____ SOURCE DATA

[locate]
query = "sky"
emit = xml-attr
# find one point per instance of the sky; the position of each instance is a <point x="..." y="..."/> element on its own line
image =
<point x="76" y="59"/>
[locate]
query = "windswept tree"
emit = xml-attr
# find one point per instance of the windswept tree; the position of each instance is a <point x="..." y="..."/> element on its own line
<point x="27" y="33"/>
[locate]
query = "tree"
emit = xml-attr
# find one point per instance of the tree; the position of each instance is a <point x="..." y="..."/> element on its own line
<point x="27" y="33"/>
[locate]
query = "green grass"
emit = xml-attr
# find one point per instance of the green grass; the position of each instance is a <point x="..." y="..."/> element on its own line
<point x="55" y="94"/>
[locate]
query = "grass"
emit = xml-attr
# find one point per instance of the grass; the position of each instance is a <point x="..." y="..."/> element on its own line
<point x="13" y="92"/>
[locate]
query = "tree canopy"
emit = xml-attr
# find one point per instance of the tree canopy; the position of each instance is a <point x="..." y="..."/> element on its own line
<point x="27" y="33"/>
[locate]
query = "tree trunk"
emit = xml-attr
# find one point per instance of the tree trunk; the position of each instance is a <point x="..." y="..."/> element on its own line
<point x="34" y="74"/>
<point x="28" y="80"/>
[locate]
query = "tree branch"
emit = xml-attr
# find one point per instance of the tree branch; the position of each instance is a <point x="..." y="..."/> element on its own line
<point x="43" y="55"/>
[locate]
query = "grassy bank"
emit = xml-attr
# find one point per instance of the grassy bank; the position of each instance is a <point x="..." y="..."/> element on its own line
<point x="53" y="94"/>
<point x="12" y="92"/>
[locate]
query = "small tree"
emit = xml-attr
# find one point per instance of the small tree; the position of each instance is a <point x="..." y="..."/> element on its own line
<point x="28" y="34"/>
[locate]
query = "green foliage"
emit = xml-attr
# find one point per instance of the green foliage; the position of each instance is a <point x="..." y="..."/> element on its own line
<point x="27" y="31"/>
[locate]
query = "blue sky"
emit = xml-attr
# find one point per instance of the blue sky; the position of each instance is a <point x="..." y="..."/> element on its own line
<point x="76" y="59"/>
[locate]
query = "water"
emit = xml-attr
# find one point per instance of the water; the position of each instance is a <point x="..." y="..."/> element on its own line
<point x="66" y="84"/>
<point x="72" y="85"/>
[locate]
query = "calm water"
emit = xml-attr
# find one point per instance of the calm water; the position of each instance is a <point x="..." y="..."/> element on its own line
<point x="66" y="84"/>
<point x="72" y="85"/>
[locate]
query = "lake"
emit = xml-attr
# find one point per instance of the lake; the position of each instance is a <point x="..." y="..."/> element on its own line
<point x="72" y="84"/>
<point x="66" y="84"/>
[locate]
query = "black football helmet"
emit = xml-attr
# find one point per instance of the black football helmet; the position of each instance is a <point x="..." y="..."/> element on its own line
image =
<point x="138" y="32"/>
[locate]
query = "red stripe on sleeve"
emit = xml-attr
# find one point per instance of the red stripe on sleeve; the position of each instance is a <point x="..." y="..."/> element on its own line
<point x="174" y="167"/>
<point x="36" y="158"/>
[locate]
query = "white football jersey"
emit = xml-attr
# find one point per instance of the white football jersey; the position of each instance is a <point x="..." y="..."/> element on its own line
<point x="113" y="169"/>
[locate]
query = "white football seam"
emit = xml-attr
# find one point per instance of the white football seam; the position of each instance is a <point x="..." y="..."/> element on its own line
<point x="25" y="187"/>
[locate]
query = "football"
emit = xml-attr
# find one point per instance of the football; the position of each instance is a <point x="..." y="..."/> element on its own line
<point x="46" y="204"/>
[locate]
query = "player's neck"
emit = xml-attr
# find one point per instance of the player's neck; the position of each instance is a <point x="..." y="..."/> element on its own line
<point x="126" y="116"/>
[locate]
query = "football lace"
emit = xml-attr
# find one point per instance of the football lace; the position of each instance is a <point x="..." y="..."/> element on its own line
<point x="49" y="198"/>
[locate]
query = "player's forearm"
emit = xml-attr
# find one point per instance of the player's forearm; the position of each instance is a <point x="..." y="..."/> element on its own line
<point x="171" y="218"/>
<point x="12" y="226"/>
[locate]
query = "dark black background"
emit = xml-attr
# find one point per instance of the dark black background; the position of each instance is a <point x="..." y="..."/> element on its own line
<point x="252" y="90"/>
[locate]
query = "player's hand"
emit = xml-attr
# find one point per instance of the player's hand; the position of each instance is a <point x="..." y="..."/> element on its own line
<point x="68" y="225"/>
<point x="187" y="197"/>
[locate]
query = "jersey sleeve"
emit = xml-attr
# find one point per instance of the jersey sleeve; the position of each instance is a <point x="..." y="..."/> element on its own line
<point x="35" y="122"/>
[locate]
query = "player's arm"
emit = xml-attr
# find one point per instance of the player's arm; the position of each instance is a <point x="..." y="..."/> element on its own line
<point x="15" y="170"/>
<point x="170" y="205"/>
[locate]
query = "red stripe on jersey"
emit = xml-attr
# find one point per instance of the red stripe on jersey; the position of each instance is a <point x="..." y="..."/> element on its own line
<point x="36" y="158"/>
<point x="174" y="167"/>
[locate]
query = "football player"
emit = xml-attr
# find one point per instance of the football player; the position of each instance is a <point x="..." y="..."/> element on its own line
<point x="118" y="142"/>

________
____ SOURCE DATA

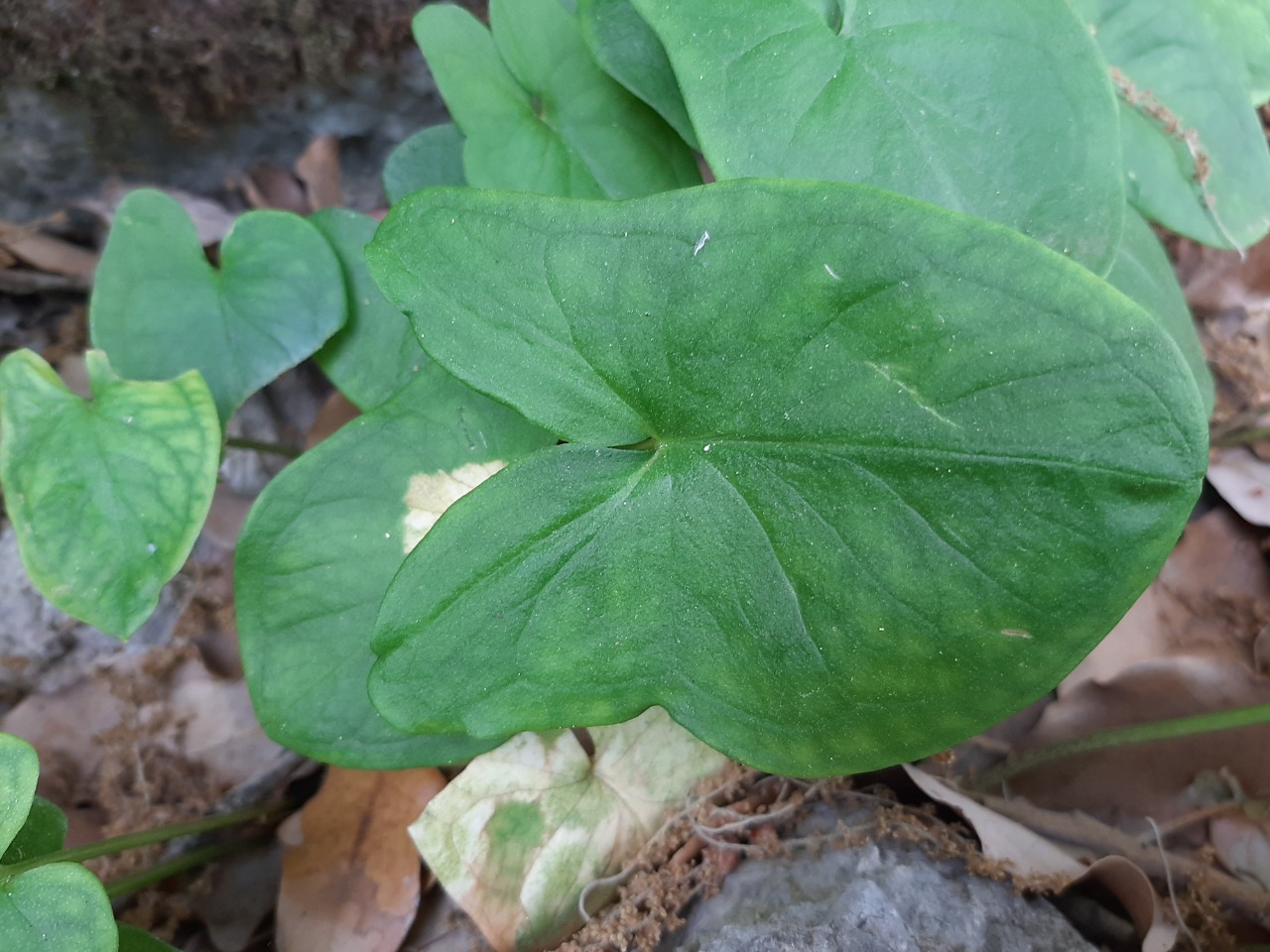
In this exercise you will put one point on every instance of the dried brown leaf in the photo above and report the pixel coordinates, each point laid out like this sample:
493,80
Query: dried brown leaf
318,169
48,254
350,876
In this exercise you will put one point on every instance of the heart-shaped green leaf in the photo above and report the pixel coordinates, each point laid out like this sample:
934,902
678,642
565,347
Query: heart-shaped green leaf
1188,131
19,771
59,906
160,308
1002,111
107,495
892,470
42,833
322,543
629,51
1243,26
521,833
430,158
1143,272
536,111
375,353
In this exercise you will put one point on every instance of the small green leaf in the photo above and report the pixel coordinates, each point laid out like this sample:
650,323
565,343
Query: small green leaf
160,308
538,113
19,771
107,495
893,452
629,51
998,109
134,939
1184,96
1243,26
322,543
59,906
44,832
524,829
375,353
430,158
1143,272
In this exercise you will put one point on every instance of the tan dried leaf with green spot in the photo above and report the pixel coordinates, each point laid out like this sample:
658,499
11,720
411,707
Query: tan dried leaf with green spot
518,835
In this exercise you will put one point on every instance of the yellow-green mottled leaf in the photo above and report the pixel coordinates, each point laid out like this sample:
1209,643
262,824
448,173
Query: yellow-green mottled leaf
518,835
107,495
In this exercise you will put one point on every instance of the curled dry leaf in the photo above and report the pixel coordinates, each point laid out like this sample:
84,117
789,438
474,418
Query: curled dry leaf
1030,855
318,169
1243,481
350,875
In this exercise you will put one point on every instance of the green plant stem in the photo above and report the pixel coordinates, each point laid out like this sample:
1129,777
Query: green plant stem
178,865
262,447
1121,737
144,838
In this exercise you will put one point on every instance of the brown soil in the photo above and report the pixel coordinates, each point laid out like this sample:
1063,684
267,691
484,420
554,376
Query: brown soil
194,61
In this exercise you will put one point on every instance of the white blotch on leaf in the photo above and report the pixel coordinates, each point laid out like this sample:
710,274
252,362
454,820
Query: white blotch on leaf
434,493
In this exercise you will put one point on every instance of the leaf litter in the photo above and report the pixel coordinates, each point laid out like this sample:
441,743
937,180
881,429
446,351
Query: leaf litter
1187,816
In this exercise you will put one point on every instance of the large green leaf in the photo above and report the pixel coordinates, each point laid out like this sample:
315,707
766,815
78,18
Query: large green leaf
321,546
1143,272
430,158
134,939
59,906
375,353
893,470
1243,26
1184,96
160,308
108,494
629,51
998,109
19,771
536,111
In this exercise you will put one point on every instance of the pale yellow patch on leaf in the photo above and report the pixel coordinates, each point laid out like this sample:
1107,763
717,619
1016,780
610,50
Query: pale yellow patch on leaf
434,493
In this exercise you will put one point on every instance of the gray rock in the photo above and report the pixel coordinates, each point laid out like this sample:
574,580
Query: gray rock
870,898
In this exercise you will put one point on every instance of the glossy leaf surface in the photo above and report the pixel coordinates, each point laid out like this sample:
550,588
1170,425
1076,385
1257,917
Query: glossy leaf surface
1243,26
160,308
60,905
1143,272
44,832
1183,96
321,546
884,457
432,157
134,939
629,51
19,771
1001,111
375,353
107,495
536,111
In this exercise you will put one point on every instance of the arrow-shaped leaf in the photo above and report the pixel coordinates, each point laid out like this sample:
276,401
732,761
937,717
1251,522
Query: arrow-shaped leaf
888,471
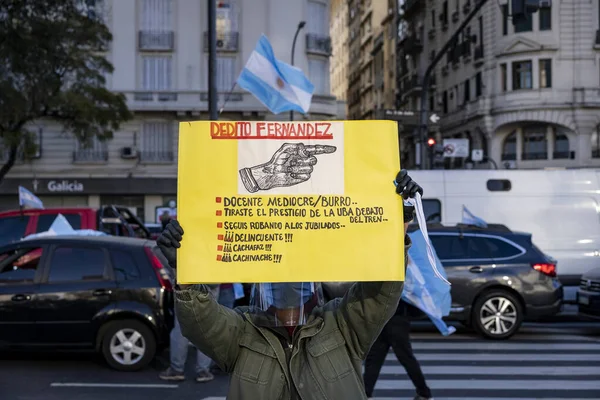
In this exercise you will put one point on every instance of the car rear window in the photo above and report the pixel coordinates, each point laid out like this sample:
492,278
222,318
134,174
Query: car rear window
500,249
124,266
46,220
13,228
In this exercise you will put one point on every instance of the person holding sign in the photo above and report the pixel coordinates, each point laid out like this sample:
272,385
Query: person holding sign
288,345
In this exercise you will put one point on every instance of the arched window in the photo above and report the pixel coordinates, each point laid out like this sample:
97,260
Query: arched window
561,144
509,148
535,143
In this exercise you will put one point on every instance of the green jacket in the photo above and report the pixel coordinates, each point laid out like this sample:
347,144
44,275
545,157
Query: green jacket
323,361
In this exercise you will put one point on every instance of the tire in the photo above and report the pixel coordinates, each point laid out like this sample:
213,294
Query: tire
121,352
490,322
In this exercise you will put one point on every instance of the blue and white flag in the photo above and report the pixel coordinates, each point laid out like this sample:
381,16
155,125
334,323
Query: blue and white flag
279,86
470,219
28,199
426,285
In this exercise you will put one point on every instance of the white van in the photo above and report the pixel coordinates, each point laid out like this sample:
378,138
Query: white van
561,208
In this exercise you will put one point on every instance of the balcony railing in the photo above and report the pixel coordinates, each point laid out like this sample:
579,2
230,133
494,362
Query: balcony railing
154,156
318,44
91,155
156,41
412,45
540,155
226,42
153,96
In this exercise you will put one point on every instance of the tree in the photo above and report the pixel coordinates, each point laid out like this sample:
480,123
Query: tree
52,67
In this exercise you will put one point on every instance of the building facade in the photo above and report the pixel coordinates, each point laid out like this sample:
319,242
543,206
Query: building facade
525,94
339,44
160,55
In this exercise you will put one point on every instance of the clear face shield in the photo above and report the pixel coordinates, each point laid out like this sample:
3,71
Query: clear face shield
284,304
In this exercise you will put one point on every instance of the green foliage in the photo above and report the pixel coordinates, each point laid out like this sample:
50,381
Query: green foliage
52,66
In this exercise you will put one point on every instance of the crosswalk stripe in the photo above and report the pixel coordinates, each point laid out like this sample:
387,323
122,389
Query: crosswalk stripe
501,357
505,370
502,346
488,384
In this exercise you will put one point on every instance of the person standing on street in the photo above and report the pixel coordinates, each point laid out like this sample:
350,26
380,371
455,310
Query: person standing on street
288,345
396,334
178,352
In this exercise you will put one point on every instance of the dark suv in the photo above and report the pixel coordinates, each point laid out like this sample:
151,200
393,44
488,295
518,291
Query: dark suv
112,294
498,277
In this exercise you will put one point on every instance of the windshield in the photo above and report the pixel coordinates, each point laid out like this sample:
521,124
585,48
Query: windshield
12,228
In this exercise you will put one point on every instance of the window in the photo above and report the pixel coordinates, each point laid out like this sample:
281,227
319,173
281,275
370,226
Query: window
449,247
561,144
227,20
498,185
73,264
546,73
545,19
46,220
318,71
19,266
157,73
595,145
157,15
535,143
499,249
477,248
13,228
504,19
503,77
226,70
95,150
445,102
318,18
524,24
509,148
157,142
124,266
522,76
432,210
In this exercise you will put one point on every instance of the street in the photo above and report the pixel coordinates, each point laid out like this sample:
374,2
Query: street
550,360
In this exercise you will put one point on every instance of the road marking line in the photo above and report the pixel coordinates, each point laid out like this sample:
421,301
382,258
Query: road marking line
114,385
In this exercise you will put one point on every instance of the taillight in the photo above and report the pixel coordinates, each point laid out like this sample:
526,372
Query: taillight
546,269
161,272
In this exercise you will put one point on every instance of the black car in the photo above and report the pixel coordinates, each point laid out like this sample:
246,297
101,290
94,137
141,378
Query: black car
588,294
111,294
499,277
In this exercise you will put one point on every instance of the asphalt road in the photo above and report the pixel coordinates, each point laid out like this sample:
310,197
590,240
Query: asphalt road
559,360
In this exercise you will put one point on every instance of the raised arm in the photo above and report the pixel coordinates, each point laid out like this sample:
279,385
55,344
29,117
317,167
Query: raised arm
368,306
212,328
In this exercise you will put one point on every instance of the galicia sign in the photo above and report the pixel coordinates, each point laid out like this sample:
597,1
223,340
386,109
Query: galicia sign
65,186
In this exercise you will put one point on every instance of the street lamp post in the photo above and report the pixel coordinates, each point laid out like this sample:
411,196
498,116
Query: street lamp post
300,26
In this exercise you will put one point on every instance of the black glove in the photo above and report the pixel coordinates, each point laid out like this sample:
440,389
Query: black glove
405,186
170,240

________

Using the records above, report each line that contains the word "helmet" by copying it.

query = "black football helmet"
# find one point per instance of the black football helmet; the position of each instance is a <point x="..." y="..."/> element on its own line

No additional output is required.